Set task: Update the stretch of data from the line containing "Every instance of the stone vaulted" through the line containing "Target: stone arch" by changing "vaulted ceiling" to "domed ceiling" and leaving everything else unchanged. Give only those lines.

#### Excerpted data ####

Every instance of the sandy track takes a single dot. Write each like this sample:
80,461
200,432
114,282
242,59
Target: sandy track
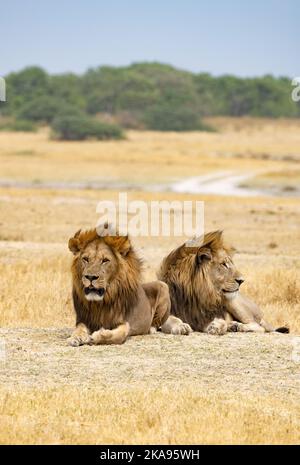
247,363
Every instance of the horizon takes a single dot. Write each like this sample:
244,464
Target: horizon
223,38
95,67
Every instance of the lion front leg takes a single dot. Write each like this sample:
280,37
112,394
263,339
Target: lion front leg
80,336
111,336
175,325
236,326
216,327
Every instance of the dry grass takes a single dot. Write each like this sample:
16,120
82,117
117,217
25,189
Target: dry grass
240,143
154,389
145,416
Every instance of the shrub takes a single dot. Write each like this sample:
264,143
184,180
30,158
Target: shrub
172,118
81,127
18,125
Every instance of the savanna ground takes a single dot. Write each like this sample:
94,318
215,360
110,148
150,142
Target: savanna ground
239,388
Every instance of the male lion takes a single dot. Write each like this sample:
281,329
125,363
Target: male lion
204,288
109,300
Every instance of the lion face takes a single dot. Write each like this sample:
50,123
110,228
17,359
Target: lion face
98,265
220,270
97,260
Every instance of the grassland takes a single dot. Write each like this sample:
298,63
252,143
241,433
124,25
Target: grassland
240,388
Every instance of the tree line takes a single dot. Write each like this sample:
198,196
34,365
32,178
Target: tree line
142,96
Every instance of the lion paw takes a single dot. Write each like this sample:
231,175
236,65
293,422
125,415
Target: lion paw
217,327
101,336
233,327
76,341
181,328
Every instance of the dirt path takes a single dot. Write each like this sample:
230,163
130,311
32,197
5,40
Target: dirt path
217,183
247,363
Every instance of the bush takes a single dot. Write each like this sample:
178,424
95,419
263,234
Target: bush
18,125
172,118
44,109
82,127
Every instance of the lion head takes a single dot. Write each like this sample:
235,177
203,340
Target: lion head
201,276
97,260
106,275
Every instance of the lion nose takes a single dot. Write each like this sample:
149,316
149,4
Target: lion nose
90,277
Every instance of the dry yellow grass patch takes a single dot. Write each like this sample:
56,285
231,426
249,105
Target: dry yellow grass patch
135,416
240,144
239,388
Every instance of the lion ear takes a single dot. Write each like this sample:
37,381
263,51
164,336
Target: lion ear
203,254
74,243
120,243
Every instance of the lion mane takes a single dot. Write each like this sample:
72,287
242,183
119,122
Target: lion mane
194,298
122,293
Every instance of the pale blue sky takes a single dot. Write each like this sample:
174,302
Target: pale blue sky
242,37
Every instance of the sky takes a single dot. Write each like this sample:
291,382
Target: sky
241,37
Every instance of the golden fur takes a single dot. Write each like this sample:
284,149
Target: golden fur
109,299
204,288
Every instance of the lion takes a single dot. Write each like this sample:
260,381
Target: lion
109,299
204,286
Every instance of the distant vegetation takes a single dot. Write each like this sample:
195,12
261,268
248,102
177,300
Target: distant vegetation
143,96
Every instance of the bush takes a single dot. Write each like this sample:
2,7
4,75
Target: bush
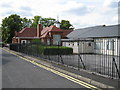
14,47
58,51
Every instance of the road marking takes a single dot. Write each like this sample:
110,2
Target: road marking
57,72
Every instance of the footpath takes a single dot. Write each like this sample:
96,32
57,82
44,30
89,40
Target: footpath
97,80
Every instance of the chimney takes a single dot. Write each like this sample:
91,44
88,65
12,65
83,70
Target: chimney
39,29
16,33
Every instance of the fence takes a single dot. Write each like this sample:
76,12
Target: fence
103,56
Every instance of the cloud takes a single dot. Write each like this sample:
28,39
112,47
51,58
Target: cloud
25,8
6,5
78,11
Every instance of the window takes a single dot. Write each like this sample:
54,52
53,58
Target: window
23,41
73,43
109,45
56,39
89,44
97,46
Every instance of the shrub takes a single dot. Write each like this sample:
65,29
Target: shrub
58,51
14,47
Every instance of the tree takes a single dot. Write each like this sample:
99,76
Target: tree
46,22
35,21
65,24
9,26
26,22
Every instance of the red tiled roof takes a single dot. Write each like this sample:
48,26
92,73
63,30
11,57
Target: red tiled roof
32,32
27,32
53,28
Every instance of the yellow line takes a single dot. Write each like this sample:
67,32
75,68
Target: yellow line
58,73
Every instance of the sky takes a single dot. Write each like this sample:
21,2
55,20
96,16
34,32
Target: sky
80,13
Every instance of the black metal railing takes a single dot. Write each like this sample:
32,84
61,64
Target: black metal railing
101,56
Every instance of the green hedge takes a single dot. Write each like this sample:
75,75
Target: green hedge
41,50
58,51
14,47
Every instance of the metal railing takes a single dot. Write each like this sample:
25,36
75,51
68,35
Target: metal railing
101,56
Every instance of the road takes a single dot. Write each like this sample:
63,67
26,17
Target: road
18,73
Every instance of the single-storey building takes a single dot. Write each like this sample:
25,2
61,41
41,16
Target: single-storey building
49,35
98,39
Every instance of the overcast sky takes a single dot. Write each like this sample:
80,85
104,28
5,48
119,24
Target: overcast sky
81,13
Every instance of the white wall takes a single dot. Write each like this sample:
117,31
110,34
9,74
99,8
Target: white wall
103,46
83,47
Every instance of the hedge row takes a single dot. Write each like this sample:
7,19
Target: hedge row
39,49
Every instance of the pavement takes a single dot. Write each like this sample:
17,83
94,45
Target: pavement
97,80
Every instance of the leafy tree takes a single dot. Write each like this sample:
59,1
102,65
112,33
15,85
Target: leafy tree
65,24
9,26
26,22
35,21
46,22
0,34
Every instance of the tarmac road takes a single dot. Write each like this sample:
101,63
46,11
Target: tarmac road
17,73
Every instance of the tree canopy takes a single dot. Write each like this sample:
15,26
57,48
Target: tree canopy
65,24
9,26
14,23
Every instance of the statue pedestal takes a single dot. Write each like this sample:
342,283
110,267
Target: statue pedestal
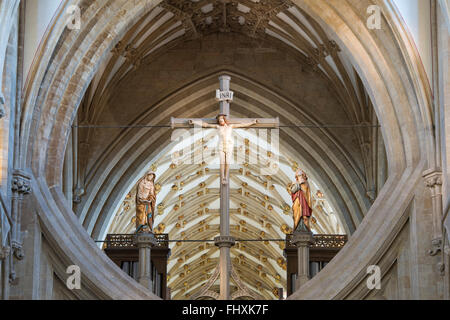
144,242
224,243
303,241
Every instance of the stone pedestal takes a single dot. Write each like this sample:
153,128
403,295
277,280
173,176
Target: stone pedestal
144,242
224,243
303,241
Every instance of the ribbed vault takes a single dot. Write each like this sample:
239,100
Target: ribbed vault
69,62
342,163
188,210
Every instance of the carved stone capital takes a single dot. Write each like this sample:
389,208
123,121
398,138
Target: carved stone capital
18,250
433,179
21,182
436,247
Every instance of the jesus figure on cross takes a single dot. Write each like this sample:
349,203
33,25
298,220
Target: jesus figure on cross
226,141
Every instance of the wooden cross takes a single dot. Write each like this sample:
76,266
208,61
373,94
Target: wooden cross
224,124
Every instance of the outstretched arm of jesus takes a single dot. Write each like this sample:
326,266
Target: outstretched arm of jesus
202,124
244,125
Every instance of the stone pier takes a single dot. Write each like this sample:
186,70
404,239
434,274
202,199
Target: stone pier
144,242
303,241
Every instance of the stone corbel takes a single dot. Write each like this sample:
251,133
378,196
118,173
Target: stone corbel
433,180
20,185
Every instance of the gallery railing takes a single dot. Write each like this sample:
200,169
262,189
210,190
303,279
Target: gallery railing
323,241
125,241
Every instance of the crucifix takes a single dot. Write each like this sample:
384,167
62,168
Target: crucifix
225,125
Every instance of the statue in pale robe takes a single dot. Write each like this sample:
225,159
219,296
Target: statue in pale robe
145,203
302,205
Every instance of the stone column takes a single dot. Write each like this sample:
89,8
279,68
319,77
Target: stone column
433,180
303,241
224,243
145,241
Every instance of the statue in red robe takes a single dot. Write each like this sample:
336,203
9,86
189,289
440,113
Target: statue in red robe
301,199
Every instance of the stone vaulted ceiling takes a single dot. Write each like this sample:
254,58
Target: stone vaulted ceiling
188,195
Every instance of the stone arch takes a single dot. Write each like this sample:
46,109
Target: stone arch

####
#### Excerpted data ####

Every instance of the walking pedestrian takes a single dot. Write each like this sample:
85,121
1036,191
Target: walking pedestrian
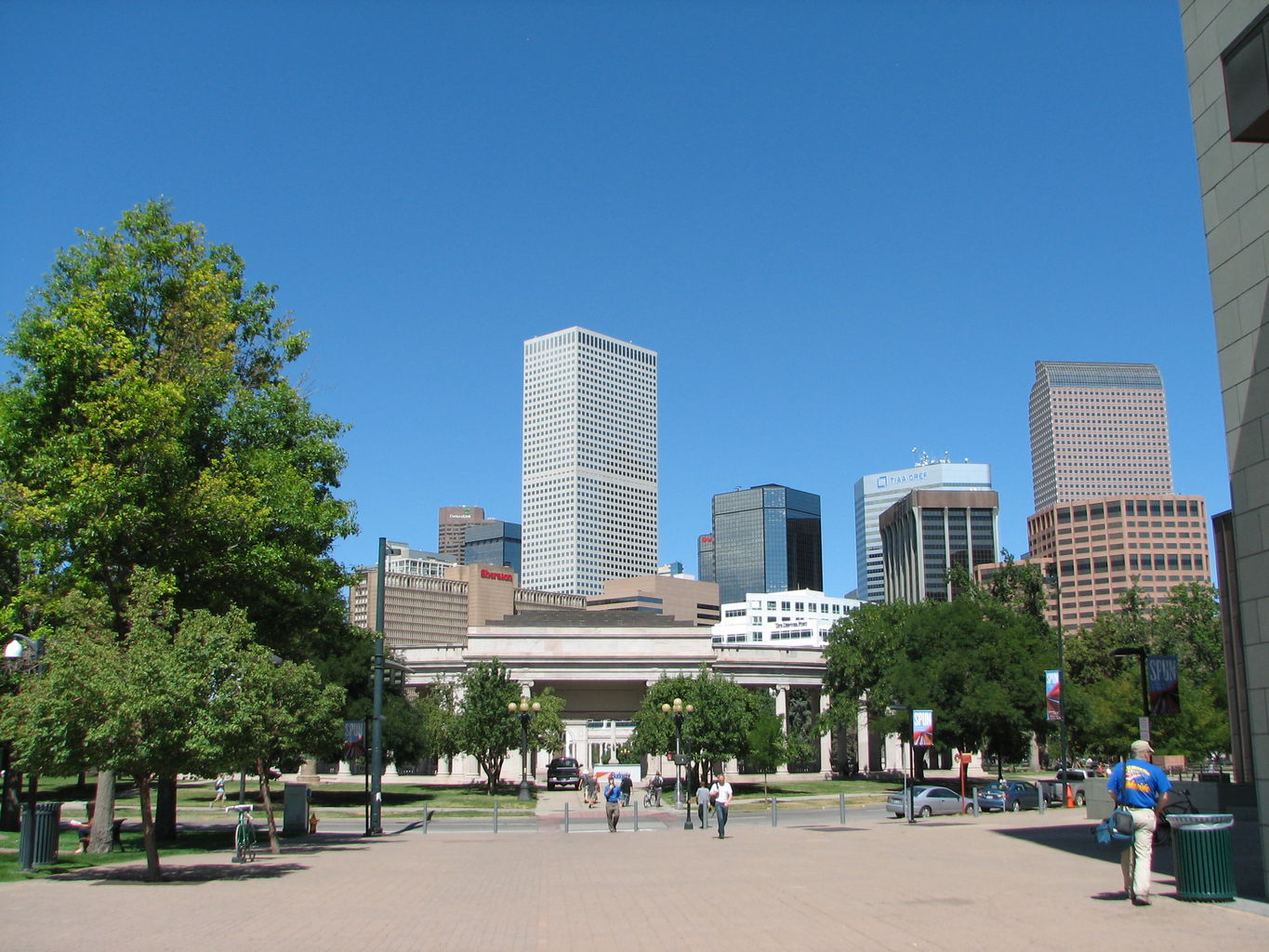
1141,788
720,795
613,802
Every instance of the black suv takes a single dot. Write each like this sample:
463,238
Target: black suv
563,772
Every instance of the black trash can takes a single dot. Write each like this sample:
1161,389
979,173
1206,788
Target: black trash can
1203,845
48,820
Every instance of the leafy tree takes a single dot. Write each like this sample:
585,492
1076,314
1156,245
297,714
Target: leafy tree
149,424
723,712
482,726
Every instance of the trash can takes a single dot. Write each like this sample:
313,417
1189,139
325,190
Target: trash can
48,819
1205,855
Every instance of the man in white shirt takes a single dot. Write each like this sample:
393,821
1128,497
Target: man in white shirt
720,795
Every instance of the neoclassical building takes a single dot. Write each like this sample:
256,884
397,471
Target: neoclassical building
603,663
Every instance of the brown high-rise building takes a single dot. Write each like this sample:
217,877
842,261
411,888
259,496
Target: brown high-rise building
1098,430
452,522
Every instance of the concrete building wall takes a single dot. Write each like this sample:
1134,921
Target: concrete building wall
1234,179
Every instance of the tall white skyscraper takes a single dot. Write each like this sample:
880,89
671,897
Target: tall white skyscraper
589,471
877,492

####

Output below:
Every instance of the stone domed ceiling takes a single dot. Write each like this sample:
254,58
Target: stone domed ceiling
188,195
Every instance of the stone arch takes a single dot. Write each like this sample:
46,109
Target: stone arch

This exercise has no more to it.